#### Instructions to follow
Please carry on the piece about the disputed election results from its last sentence, in the same voice.

#### Supplied text
----------------------------------------
Yesterday at 5 PM the main opposition party came out of their closed doors meeting with the message that they will challenge the election results as presented by the Electoral Commission on Sunday. However, this was not exactly news.

The party never conceded defeat and since Sunday afternoon, when a press conference was held by the opposition New Patriotic Party asking the EC to wait with announcing the results until a review of some detected anomalies had been done, we all knew they were not going to accept the results. Later on Sunday, a meeting was held with the EC at the EC premises with the opposition, the party in power, National Democratic Congress, and the National Peace Council. Before the meeting was over, the results were declared (Wayan calls it the Facebook tipping point, by the way) and then a press conference followed. However, that press conference also told us NPP were not going to accept the results as they remarkably were not present.
----------------------------------------
Region pointing data:
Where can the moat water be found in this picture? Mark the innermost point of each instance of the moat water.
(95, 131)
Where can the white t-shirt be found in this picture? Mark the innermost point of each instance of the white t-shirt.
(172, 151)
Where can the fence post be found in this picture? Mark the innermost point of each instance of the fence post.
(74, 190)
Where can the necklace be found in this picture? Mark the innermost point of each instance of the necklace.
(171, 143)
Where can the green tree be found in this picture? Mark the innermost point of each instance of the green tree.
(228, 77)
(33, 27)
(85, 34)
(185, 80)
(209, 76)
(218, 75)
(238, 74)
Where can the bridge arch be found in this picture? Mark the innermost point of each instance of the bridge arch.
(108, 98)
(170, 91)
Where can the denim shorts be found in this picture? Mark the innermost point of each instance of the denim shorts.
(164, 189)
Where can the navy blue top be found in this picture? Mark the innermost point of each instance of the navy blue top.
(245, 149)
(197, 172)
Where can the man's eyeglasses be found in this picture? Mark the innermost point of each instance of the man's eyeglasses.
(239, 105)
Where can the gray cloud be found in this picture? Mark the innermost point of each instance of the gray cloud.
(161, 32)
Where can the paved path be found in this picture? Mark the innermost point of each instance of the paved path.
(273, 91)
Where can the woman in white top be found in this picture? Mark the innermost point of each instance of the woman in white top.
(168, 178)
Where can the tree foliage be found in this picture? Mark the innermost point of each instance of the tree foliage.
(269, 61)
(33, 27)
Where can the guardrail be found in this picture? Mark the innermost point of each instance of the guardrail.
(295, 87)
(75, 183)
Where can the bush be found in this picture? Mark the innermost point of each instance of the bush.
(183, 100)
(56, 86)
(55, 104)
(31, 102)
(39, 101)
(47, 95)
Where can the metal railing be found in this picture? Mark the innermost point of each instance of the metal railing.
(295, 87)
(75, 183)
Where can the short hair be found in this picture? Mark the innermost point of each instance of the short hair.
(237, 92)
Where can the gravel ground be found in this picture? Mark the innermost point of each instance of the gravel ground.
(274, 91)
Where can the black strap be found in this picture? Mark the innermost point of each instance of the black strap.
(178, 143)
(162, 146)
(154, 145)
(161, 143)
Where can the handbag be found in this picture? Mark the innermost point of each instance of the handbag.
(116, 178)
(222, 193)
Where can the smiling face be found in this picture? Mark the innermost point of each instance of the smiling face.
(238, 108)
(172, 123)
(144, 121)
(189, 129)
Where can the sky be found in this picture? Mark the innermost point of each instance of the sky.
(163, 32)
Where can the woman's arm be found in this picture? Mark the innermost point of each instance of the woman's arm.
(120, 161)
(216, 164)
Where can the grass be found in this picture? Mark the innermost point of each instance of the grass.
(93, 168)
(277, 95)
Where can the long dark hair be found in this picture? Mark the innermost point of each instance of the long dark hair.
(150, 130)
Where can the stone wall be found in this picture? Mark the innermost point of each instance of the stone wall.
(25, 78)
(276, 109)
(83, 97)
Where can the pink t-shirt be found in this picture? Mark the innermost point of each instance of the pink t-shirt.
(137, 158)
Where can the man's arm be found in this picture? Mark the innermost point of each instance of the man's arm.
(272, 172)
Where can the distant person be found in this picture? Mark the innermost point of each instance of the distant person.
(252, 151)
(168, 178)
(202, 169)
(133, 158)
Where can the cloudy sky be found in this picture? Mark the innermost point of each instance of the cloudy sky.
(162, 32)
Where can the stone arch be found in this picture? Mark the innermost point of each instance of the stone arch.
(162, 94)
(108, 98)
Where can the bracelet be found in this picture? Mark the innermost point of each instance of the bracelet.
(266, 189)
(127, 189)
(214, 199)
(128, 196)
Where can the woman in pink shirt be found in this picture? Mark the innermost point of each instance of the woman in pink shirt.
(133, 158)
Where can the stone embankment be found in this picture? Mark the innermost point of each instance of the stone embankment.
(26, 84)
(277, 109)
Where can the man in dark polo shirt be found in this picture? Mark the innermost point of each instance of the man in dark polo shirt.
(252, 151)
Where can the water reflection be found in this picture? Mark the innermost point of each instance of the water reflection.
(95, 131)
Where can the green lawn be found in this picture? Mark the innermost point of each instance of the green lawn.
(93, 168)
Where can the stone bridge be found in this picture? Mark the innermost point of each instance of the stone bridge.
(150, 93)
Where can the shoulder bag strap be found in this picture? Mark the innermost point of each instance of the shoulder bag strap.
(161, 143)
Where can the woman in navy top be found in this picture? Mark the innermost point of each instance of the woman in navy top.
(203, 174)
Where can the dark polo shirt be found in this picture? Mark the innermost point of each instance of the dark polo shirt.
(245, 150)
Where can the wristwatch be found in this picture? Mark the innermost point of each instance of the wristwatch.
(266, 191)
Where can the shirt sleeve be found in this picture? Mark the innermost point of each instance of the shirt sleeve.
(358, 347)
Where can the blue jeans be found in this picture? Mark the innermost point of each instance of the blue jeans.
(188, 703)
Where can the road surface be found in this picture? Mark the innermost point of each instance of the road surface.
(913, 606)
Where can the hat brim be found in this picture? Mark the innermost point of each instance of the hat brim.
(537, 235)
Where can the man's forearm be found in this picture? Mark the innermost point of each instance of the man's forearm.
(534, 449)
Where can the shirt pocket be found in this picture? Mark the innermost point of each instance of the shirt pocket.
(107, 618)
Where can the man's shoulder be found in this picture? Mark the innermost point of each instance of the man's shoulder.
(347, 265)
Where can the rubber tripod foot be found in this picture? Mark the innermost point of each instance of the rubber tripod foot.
----------------------------------------
#### Output of the exercise
So, back to last night: 30 minutes after the message from NPP, I get a Google Alert that Swedish media is writing something on Ghana – and there it is “opposition challenges election results in court”. Now the world is discussing this, and still I don’t really know what to think, hence I thought I’d ask some Ghanaian friends on their view of the intended appeal:

Friend 1: Oh, they are just sore losers, we all knew this was going to happen. Don’t worry. The case will take forever and it won’t change a thing. Well, maybe except for Ghana’s reputation of a beacon of hope for African democracy.

Friend 2: It’s great they are going to court, this is a real addition to our democracy. Look at us, no violence on the streets, going through the correct channels, discussing this thing peacefully. I am sure the opposition is doing the right thing, keeping silent would have been wrong.

Friend 3: This is so typical, first its all peace this, peace that, now nobody involved cares about Ghana, only about themselves. I’m sure Ghana in the end has to foot the bill for the court costs!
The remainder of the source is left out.